-- DIRECTIONS --
For this exercise, return all the data word for word, with images left out.

--- SUPPLIED MATERIAL ---

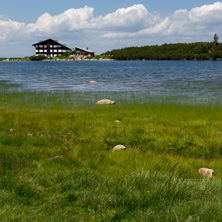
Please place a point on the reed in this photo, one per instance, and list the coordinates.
(57, 164)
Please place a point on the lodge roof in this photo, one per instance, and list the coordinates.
(50, 41)
(84, 49)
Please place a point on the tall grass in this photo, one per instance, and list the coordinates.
(57, 164)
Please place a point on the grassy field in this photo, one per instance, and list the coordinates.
(57, 164)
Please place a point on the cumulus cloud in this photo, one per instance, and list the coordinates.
(132, 24)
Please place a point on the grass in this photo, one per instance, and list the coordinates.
(57, 164)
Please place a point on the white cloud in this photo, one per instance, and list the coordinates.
(132, 25)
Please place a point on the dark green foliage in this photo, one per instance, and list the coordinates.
(216, 39)
(179, 51)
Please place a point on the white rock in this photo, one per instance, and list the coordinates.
(206, 172)
(105, 101)
(92, 81)
(119, 147)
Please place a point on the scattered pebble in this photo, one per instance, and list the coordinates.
(106, 102)
(206, 172)
(92, 81)
(119, 147)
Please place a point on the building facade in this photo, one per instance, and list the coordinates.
(81, 52)
(50, 48)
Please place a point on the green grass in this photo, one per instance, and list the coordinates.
(57, 164)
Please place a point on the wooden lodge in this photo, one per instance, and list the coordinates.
(50, 48)
(81, 52)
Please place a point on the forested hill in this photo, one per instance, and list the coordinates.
(179, 51)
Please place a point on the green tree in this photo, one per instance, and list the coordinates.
(216, 39)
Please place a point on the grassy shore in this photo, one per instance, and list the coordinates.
(57, 164)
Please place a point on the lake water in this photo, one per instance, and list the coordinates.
(172, 78)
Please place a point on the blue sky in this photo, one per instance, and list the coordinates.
(105, 25)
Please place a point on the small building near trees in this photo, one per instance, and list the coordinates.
(81, 52)
(50, 48)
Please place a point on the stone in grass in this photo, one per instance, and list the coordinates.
(206, 172)
(105, 102)
(119, 147)
(56, 157)
(92, 81)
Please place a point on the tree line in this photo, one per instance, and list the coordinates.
(178, 51)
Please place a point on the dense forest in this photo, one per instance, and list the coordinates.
(179, 51)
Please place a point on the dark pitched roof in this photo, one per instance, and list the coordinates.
(50, 41)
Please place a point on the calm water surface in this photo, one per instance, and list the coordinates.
(193, 78)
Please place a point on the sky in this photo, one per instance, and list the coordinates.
(105, 25)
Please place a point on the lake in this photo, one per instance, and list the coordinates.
(199, 79)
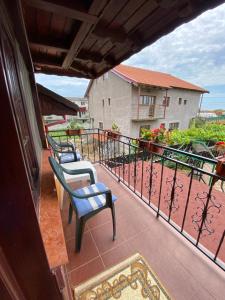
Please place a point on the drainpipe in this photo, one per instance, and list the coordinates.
(139, 92)
(200, 106)
(165, 105)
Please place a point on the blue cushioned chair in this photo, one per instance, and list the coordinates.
(62, 152)
(85, 202)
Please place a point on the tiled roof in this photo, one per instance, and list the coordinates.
(154, 78)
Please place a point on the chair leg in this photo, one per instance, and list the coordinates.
(114, 221)
(80, 223)
(70, 214)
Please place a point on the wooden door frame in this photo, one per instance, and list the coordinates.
(20, 237)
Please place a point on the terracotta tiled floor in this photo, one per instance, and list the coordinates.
(185, 272)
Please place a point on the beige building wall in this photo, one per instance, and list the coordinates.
(123, 106)
(110, 101)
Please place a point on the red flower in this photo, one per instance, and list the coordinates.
(220, 143)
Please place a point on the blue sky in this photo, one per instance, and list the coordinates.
(194, 52)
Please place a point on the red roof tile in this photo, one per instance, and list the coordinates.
(154, 78)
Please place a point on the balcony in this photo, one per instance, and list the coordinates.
(167, 210)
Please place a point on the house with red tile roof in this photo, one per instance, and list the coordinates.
(137, 98)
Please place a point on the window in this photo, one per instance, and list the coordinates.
(144, 127)
(166, 101)
(147, 100)
(174, 125)
(144, 100)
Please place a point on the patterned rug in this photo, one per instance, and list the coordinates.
(131, 279)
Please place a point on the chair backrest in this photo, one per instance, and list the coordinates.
(52, 142)
(58, 171)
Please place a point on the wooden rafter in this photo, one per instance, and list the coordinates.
(95, 9)
(50, 46)
(57, 7)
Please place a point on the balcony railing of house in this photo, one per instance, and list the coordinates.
(180, 187)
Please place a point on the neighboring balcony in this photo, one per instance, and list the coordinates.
(170, 211)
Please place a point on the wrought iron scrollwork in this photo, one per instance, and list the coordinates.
(203, 217)
(151, 179)
(175, 187)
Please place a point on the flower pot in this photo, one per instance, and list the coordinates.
(113, 134)
(220, 167)
(73, 131)
(144, 144)
(155, 148)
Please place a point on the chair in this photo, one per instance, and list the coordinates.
(63, 155)
(85, 202)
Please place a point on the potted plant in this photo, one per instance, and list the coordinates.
(148, 137)
(220, 167)
(74, 128)
(114, 132)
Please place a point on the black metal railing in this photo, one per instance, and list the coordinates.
(182, 188)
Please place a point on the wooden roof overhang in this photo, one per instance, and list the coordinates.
(86, 38)
(54, 104)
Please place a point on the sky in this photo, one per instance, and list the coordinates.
(194, 52)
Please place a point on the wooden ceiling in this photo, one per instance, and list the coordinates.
(85, 38)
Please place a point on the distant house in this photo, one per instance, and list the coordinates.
(135, 98)
(83, 104)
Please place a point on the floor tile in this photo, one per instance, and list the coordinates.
(85, 272)
(103, 236)
(88, 252)
(116, 255)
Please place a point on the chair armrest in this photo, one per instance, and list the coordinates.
(92, 194)
(66, 144)
(81, 171)
(64, 151)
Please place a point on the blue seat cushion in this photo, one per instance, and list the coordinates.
(66, 157)
(87, 205)
(69, 157)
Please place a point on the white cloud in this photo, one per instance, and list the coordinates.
(195, 51)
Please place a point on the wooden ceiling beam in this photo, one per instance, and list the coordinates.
(57, 7)
(50, 46)
(96, 8)
(46, 61)
(82, 69)
(116, 35)
(85, 55)
(59, 71)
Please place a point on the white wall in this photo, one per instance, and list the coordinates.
(173, 113)
(182, 113)
(123, 106)
(119, 110)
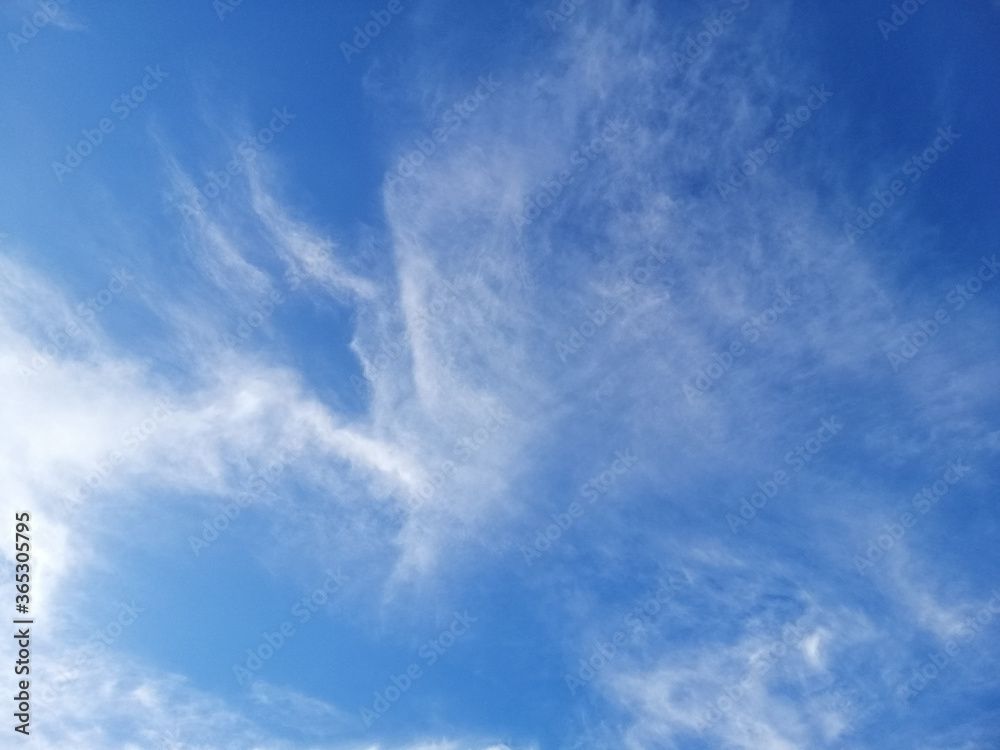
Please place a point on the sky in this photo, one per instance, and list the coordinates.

---

-- SOLUTION TO THE PROBLEM --
Please place a point on the reed in this photo, one per instance, and list the coordinates.
(57, 164)
Please place a point on the lodge roof in this photo, one per instance, and list the coordinates.
(50, 41)
(84, 49)
Please place a point on the tall grass in this photo, one per instance, and list the coordinates.
(57, 164)
Please place a point on the grassy field in this photo, one per instance, and list the coordinates.
(57, 164)
Please place a point on the cumulus cloud in this photo, one per instance, and list the coordinates.
(132, 24)
Please place a point on the grass in this photo, one per instance, and list the coordinates.
(57, 164)
Please place a point on the white cloud in this photo, one per instance, and list the coordinates.
(132, 25)
Please place a point on the dark green foliage in this photo, one per instance, and list the coordinates.
(216, 39)
(179, 51)
Please place a point on the white rock in this photo, one per instance, and list the coordinates.
(206, 172)
(105, 101)
(92, 81)
(119, 147)
Please place a point on the scattered pebble in this photo, one per instance, and list the coordinates.
(106, 102)
(206, 172)
(92, 81)
(119, 147)
Please place a point on the building facade in this photo, one per instance, and list the coordinates.
(81, 52)
(50, 48)
Please place a point on the green grass in this photo, one per instance, and list the coordinates.
(57, 164)
Please place a point on the wooden lodge in this photo, one per instance, and list the coordinates.
(50, 48)
(81, 52)
Please place a point on the forested hill in this photo, one per instance, and list the coordinates.
(179, 51)
Please place a point on the green tree in this photo, one per instance, and list the coordinates.
(216, 39)
Please place a point on the grassy shore in this photo, one per instance, and list the coordinates.
(57, 164)
Please place a point on the lake water in this photo, one per instance, and list the coordinates.
(172, 78)
Please place a point on the blue sky in this photo, one per instance, and list the coordinates.
(105, 25)
Please place a point on the small building near trees in this photo, one per instance, and list the coordinates.
(81, 52)
(50, 48)
Please place a point on the stone in grass in this photo, one per instance, and list the coordinates.
(206, 172)
(105, 102)
(119, 147)
(56, 157)
(92, 81)
Please place a point on the tree line in this photo, one per instance, and list the coordinates.
(178, 51)
Please place a point on the dense forest in this photo, one per instance, and list the coordinates.
(179, 51)
Please place a point on the dark pitched roof in this photo, one per instance, and list the coordinates.
(50, 41)
Please place a point on the calm water surface in this photo, one per instance, and list the coordinates.
(193, 78)
Please place a point on the sky in this photo, one per instance, and list the coordinates.
(105, 25)
Please place a point on the lake in this photo, one per instance, and list the coordinates.
(199, 79)
Please place a point on the drainpipe in this photo, one per instance, and list the coordinates.
(139, 92)
(200, 106)
(165, 105)
Please place a point on the blue cushioned chair in this photo, one per instance, and list the coordinates.
(62, 152)
(85, 202)
Please place a point on the tiled roof in this photo, one per instance, and list the coordinates.
(154, 78)
Please place a point on the chair leg in this photo, one per instance, and list the coordinates.
(114, 221)
(80, 223)
(70, 214)
Please place a point on the wooden door frame in this photo, one per instance, and list the coordinates.
(20, 237)
Please place a point on the terracotta tiled floor in this photo, one per instance, and list the coordinates.
(185, 272)
Please place a point on the beige building wall in this photo, one per instance, and list the coordinates.
(123, 106)
(110, 101)
Please place a point on the red flower in this photo, one per instance, and list the coordinates.
(220, 143)
Please place a point on the blue sky in this photo, one per instance, and list the coordinates.
(194, 52)
Please place a point on the red roof tile in this photo, one per instance, and list the coordinates.
(154, 78)
Please place a point on the balcony in this photo, one per instance, and list the coordinates.
(167, 210)
Please place a point on the house with red tile roof in this photo, one per instance, and list the coordinates.
(137, 98)
Please place a point on the window in this photo, one per instance, and list the coordinates.
(144, 127)
(166, 101)
(147, 100)
(174, 125)
(144, 100)
Please place a point on the patterned rug in this photo, one per instance, and list the coordinates.
(131, 279)
Please place a point on the chair backrest in this photo, one per instance, and list the coordinates.
(52, 142)
(58, 171)
Please place a point on the wooden rafter in this photo, one per instance, and list the coordinates.
(95, 9)
(50, 46)
(57, 7)
Please place a point on the balcony railing of house in this photo, one per instance, and list the coordinates.
(180, 187)
Please place a point on the neighboring balcony in this photo, one per instance, and list the coordinates.
(170, 211)
Please place a point on the wrought iron scrollwork in this photo, one per instance, and list the coordinates.
(203, 217)
(151, 179)
(175, 187)
Please place a point on the flower pot in this photo, one per instance, and list the coordinates.
(113, 134)
(220, 167)
(73, 131)
(144, 144)
(155, 148)
Please place a point on the chair in this photo, one per instance, and list the coordinates.
(63, 155)
(85, 202)
Please place a point on the potted plant in this photo, one per instance, and list the coordinates.
(148, 137)
(220, 167)
(74, 128)
(114, 132)
Please place a point on the black metal railing in this photo, one per instance, and list the coordinates.
(182, 188)
Please place a point on the wooden roof overhang in this photo, one per instance, and list the coordinates.
(86, 38)
(54, 104)
Please place a point on the sky in this photo, one per instance, and list the coordinates.
(194, 52)
Please place a point on the wooden ceiling in this photo, one per instance, and list the coordinates.
(85, 38)
Please place a point on the distant house in this photo, one per instance, and list the coordinates.
(135, 98)
(83, 104)
Please place a point on the floor tile in this photo, one per instance, and list the coordinates.
(85, 272)
(103, 236)
(88, 252)
(116, 255)
Please place a point on the chair armrest in this photo, one per instance, and list the coordinates.
(92, 194)
(66, 144)
(81, 171)
(64, 151)
Please place a point on the blue seat cushion in this photo, one per instance, and list the coordinates.
(66, 157)
(87, 205)
(69, 157)
Please place a point on the white cloud in this photo, one per instance, and list the coordinates.
(195, 51)
Please place a point on the wooden ceiling beam in this photo, one per instance, and list the coordinates.
(57, 7)
(50, 46)
(96, 8)
(46, 61)
(82, 69)
(116, 35)
(85, 55)
(59, 71)
Please place a point on the white wall in this photo, one per instance, and list the coordinates.
(173, 113)
(182, 113)
(123, 106)
(119, 110)
Please place a point on the sky in this photo, one per instance, and list the coordinates.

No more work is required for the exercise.